DATA FOR THIS TASK
▼

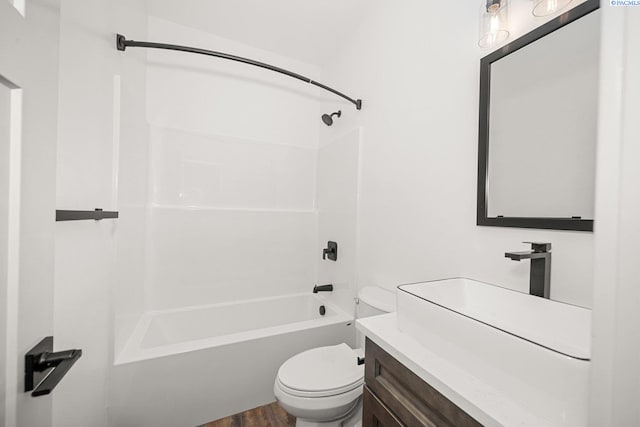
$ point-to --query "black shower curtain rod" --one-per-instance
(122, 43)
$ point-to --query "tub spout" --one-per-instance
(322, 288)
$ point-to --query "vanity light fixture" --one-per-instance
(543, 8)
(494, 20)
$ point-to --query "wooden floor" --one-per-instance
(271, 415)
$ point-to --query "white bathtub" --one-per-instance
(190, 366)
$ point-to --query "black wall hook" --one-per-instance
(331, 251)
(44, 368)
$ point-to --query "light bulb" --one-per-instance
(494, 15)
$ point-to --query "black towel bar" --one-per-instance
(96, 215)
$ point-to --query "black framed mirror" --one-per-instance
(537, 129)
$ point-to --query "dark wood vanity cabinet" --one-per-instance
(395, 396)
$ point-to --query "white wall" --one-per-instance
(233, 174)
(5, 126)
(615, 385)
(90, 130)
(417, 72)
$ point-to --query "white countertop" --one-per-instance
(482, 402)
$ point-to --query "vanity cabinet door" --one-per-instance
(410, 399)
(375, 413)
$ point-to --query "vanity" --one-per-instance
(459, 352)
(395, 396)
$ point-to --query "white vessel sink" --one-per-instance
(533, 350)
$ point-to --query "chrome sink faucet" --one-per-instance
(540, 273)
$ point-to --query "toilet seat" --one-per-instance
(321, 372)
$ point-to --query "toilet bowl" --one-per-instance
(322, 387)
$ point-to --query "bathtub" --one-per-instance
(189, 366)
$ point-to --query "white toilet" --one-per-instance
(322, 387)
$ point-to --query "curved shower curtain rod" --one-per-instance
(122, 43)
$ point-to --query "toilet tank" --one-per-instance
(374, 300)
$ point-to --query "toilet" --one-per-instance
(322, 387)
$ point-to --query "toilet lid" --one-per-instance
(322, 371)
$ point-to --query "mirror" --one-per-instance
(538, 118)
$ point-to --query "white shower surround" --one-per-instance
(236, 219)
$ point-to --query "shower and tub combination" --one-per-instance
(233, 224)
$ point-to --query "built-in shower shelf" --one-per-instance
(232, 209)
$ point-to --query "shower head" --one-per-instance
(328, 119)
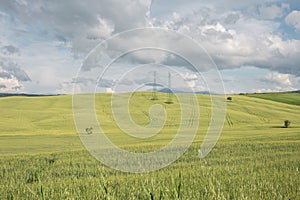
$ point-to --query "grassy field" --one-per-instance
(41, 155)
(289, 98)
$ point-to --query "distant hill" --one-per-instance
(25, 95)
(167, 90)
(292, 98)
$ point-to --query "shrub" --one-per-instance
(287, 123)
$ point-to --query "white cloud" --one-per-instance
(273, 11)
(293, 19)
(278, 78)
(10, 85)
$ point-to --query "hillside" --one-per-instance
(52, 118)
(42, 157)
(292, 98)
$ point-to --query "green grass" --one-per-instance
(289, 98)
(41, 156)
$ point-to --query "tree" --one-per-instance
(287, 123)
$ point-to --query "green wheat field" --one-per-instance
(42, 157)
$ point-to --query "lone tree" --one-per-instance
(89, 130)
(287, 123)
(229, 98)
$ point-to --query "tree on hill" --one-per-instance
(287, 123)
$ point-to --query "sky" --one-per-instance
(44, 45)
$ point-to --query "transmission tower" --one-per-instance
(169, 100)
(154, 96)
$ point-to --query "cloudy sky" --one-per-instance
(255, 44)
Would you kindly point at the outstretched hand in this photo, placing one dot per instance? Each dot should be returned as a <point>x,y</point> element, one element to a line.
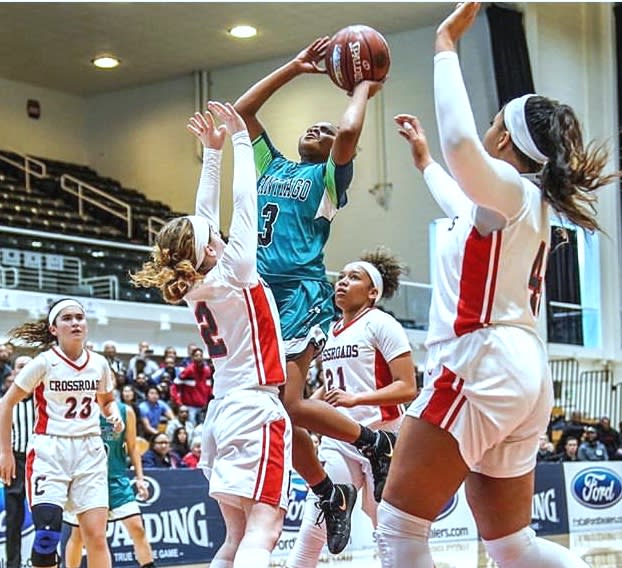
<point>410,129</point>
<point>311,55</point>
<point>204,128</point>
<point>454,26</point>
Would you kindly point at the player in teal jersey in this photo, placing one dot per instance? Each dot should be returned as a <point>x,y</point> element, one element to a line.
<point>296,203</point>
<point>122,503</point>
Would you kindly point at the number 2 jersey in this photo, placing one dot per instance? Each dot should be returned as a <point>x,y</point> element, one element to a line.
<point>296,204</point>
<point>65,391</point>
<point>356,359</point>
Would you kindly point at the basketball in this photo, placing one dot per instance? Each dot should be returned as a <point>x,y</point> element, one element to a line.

▲

THE PROBLEM
Please reproduce every record exactly, leaving the pictures out.

EXERCISE SOLUTION
$ point-to --query "black shower curtain rod" --one-per-instance
(122, 43)
$ point-to --query "tub spout" --one-per-instance
(322, 288)
$ point-to --query "vanity light fixture" --one-per-instance
(543, 8)
(494, 20)
$ point-to --query "wooden floor" --one-per-instance
(271, 415)
$ point-to --query "white bathtub" --one-per-instance
(190, 366)
$ point-to --query "black wall hook" --one-per-instance
(331, 251)
(44, 368)
$ point-to --query "light bulb" --one-per-instance
(494, 15)
$ point-to --query "black towel bar" --one-per-instance
(96, 215)
$ point-to --query "black framed mirror" --one-per-instance
(537, 129)
$ point-to --query "dark wood vanity cabinet" --one-per-instance
(395, 396)
$ point-to --query "white wall" --one-per-instance
(233, 174)
(5, 126)
(615, 385)
(90, 130)
(417, 72)
$ point-to --query "white countertop" --one-per-instance
(482, 402)
$ point-to --query "vanity cabinet door" --one-per-instance
(410, 399)
(375, 413)
$ point-to --query "vanity" --one-per-instance
(459, 352)
(395, 396)
$ point-to --query "white vessel sink" --one-per-instance
(533, 350)
$ point-to --query "chrome sink faucet" --one-per-instance
(540, 273)
$ point-to --query "toilet seat" --one-per-instance
(321, 372)
$ point-to --query "toilet bowl" --one-per-instance
(322, 387)
$ point-to --query "bathtub" --one-per-instance
(189, 366)
$ point-to --query "white toilet" --one-per-instance
(322, 387)
$ point-to --query "curved shower curtain rod" --one-per-instance
(122, 43)
$ point-to --query "toilet tank" --one-per-instance
(374, 300)
$ point-to --query "toilet" --one-per-instance
(322, 387)
$ point-to --query "toilet lid" --one-per-instance
(322, 371)
$ point-to --query "mirror" --one-per-instance
(538, 118)
$ point-to --query "white shower surround" --one-per-instance
(236, 219)
$ point-to --query "shower and tub combination" --one-per-instance
(233, 224)
$ point-to --query "built-in shower shelf" --one-per-instance
(232, 209)
$ point-to --query "shower head" --one-per-instance
(328, 119)
$ point-to --query "grassy field" --one-per-instance
(41, 155)
(289, 98)
$ point-to --query "distant hill" --one-per-instance
(25, 95)
(167, 90)
(292, 98)
$ point-to --query "shrub" --one-per-instance
(287, 123)
$ point-to --query "white cloud" --one-per-instance
(273, 11)
(293, 19)
(278, 78)
(10, 85)
$ point-to --query "hillside" --one-per-instance
(52, 118)
(42, 157)
(292, 98)
$ point-to --query "green grass" --one-per-instance
(289, 98)
(41, 156)
$ point-to --query "tree" --one-per-instance
(287, 123)
$ point-to --query "green wheat field" --one-per-instance
(42, 157)
$ point-to --query "lone tree" --one-per-instance
(89, 130)
(287, 123)
(229, 98)
$ point-to --query "tree on hill" --one-per-instance
(287, 123)
$ point-to --query "sky" --one-per-instance
(44, 45)
$ point-to --query "transmission tower" --one-per-instance
(169, 100)
(154, 96)
$ point-to --query "cloudy sky" --one-per-instance
(255, 44)
Would you kindly point at the outstretched hand in this photo, placing one dot per instance? Each dot should be returned as a <point>x,y</point> element, one element to a line.
<point>410,129</point>
<point>311,55</point>
<point>204,128</point>
<point>454,26</point>
Would you kindly point at the player in teal jersey in this photo, placing one dot per instance? Each dot should be returned as a <point>x,y</point> element, one element to a line.
<point>296,203</point>
<point>122,503</point>
Would you kindly point at the number 2 jersey in this photo, placing one dot per instance? Each dot should be returned as a <point>x,y</point> element, one element to a line.
<point>296,204</point>
<point>65,391</point>
<point>356,359</point>
Would you kindly point at the basketball in this photo, placing one dot per instance? Each dot should be returned as a <point>x,y</point> element, one element to a line.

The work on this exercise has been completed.